> ABOUT THIS TASK
Sort through the entries below and pull out lines containing the word "person".
ENTRIES SUPPLIED Block Start
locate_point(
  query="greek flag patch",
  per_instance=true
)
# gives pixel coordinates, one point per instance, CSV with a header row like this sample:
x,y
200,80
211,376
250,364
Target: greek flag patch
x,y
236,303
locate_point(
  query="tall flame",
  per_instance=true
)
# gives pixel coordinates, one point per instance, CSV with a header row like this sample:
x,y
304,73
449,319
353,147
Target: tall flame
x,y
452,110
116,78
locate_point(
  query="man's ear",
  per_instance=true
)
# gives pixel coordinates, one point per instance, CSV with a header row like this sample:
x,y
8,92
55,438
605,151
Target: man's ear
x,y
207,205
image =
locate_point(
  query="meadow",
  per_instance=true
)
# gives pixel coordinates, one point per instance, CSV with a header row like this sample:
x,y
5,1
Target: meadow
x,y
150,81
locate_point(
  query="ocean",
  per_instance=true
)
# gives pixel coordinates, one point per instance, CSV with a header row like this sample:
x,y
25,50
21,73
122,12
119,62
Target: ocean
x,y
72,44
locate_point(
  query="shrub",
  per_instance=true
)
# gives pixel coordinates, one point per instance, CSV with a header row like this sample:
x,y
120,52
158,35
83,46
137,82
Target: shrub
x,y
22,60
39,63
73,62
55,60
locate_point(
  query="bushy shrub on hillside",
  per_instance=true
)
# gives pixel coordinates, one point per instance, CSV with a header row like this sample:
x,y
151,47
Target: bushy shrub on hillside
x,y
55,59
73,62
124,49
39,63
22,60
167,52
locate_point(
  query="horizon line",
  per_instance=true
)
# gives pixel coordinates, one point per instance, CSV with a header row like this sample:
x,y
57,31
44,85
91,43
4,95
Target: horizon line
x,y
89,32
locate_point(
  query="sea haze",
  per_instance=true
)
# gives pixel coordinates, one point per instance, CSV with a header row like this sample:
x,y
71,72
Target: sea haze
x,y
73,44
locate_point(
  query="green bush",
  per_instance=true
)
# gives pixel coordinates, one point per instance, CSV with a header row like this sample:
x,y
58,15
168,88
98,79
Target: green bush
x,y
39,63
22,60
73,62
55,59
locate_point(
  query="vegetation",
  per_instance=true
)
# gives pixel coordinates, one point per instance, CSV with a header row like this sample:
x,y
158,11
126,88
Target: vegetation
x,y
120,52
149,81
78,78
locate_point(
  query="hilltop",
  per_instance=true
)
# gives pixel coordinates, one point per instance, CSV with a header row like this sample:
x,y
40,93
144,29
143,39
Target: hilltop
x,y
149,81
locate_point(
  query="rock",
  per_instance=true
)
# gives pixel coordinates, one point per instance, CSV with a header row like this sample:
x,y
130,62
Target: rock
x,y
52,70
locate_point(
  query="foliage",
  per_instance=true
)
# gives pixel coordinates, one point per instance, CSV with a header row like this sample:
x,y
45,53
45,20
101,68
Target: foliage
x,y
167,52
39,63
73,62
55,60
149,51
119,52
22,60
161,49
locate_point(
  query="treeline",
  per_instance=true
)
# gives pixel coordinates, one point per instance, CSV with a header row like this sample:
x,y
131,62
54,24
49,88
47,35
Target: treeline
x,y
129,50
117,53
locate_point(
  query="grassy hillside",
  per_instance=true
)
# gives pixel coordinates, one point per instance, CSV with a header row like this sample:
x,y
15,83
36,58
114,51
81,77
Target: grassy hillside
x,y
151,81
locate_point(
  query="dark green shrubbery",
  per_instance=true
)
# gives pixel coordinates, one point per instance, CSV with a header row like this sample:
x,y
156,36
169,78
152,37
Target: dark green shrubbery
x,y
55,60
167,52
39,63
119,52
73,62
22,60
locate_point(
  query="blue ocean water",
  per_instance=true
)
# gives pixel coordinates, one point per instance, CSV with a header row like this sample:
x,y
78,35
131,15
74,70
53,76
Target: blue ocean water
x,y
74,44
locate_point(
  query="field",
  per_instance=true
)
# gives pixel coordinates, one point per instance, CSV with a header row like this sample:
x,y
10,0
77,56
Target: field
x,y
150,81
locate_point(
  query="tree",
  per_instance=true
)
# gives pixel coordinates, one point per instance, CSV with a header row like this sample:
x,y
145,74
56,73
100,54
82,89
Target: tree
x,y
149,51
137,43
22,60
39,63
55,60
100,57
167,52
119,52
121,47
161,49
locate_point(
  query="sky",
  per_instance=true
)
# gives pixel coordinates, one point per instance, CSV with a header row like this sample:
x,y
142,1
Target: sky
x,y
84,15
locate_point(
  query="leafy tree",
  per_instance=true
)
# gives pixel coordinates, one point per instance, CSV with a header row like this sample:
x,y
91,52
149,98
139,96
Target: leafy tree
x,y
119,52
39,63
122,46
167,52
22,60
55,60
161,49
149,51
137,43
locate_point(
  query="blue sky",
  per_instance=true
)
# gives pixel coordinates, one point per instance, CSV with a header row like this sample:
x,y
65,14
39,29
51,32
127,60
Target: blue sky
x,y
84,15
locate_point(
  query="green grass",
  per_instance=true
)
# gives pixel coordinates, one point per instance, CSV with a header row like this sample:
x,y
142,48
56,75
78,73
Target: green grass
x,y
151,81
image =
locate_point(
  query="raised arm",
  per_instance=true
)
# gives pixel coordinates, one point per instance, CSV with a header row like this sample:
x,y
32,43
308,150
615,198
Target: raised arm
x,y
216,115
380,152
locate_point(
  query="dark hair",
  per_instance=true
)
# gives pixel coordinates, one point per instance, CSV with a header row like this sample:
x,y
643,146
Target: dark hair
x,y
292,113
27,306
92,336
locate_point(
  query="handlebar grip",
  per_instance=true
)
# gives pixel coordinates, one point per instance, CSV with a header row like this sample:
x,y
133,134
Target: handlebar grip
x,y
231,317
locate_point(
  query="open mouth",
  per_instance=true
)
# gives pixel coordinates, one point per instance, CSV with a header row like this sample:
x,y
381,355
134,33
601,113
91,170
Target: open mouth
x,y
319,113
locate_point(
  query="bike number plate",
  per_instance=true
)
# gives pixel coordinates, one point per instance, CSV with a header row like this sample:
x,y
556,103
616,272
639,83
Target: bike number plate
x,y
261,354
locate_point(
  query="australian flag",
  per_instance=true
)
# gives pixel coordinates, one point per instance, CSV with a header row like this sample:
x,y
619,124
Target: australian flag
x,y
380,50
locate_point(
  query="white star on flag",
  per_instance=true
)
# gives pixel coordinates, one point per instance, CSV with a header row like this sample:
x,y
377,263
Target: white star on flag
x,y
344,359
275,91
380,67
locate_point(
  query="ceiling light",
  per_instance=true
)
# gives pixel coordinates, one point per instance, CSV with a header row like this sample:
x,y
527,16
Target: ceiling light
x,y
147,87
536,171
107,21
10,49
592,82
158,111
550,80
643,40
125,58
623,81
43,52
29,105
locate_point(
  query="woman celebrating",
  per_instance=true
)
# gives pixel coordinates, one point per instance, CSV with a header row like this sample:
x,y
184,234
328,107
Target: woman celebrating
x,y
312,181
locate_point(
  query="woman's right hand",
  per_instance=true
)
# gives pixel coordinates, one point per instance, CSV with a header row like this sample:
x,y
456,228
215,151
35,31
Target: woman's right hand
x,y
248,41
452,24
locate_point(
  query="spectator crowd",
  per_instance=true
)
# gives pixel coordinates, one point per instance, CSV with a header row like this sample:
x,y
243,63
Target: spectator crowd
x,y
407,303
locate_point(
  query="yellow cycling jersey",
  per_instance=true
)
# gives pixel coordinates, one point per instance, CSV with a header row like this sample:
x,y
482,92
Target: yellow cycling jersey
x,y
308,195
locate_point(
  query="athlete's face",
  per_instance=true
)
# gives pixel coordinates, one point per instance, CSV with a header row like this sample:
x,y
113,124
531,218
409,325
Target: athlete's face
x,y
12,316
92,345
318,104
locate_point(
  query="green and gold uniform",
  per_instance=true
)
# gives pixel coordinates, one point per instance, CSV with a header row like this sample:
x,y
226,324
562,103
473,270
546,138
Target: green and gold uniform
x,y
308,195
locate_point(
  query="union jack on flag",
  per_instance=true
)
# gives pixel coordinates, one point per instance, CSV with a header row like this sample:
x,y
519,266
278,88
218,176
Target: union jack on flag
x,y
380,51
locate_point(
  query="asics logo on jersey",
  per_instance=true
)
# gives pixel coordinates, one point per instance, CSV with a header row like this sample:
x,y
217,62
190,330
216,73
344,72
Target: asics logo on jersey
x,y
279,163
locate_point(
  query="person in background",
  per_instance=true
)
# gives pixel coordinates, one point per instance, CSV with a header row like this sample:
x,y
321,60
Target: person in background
ENTRIES SUPPLIED Block End
> RESPONSE BELOW
  query="person in background",
Target: person in background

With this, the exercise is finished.